*Work required*:
Return all of the entries below, word for word. Omit each picture.

--- Records for the exercise Enclosed Below ---

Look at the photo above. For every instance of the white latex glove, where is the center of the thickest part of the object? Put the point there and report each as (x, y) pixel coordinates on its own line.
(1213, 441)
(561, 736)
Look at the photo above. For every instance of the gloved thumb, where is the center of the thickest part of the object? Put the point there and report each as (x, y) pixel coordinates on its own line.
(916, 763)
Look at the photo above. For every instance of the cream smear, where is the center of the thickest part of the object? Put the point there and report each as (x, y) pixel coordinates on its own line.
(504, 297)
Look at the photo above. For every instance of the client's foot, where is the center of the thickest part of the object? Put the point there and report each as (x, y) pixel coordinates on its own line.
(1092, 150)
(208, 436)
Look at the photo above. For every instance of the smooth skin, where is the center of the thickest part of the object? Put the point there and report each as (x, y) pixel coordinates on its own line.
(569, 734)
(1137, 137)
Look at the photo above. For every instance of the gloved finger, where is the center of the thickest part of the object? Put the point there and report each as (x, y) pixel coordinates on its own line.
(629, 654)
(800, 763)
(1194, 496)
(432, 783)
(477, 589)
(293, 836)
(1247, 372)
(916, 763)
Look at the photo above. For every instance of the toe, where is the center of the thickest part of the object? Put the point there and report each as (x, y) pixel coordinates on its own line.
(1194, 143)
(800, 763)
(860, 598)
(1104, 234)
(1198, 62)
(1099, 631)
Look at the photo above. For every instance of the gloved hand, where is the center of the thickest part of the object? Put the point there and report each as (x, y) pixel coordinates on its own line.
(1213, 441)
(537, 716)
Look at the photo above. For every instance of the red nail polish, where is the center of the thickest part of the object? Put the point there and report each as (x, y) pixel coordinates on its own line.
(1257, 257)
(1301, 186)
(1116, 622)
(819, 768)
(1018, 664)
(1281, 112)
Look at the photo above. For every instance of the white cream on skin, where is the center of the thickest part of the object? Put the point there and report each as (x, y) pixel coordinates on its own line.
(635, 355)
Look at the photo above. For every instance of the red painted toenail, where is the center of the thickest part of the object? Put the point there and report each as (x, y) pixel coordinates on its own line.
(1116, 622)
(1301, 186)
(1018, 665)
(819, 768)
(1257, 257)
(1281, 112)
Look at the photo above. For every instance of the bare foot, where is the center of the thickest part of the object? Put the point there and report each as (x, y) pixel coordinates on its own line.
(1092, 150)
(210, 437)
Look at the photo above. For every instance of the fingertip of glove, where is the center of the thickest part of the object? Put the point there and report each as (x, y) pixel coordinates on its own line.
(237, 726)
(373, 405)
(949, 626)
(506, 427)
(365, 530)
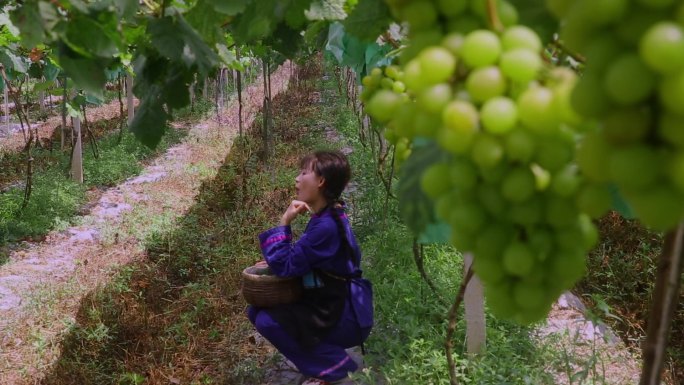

--- End of Enclosed Records for the exercise ---

*Exercise solution*:
Look at the photo above. For every instance of the white latex glove, where is the center of the thickest part of the object? Put the point there and report each as (x, y) pixel coordinates on its own line.
(1213, 441)
(561, 736)
Look at the photo above. For every instance of the gloved thumb, where is the center of the thickest part of the object? Put the point there and report each as (x, y) pixel coordinates on its own line.
(916, 763)
Look at the photo above. For every instance of the cream smear, where is the center of the thickest part of the object? Put the point there and report each as (x, y) pixel coordinates on its own line.
(504, 297)
Look at the photo above. For every instance of the client's foot, where is the center of the thickest part of the object? Put the point there and report each as (x, y) pixel coordinates on its own line.
(1092, 150)
(208, 436)
Look at the photo above. For every instance of the smooth skin, where is the center of the thickest part of the object? Put the point there and report each as (x, y) pixel coordinates on its own line.
(569, 734)
(1137, 137)
Look at the photo above. For every instance of the gloved finger, where is the center of the thickest part of the object? Put the point there and report each as (x, y) pixel coordinates on its own line.
(629, 654)
(800, 763)
(1194, 496)
(432, 783)
(477, 589)
(293, 836)
(1247, 372)
(916, 763)
Look at the photo above. For every instance of the toe, where is the center of the thickest part of the object? Put the point there and report each as (x, y) pixel coordinates on its own line.
(1194, 143)
(800, 763)
(860, 598)
(1104, 234)
(1198, 62)
(1099, 631)
Look at the photo above. For every instance of the gloved hand, where is the center of the thickest part of the object? Put the point there and report each as (x, y) pixel coordinates on its own line.
(1213, 441)
(537, 716)
Look at the photo above. For every instance of the red nail polish, where is the center of the thickest part of the object? Put the point there and report each as (x, y) pixel coordinates on its own line.
(1257, 257)
(1301, 186)
(1116, 622)
(819, 768)
(1018, 664)
(1281, 112)
Look at the photo above. For every instance of the white cream on skin, where is the center of the thickest part of the object? Put the point there and report each as (x, y) pixel coordinates on its own line.
(635, 355)
Look at the photo above. For every instance of the red painted toenail, where is the center of the thickest part of the object? Put the point there and report each as (x, y) pixel coordinates on its own line.
(1116, 622)
(1301, 186)
(1018, 665)
(819, 768)
(1257, 257)
(1281, 112)
Look at the photo above. For every instance of the bare foot, where is the center of the thickest part of the object? Put the point there and report each as (x, y) pixel coordinates on its own line.
(1092, 150)
(210, 437)
Look at the photo above. For every instance of the fingertip of glove, where is the center of the thickest part of the object? Put the point there and report each as (x, y) pixel coordinates on its own line.
(237, 726)
(373, 405)
(949, 626)
(506, 427)
(365, 530)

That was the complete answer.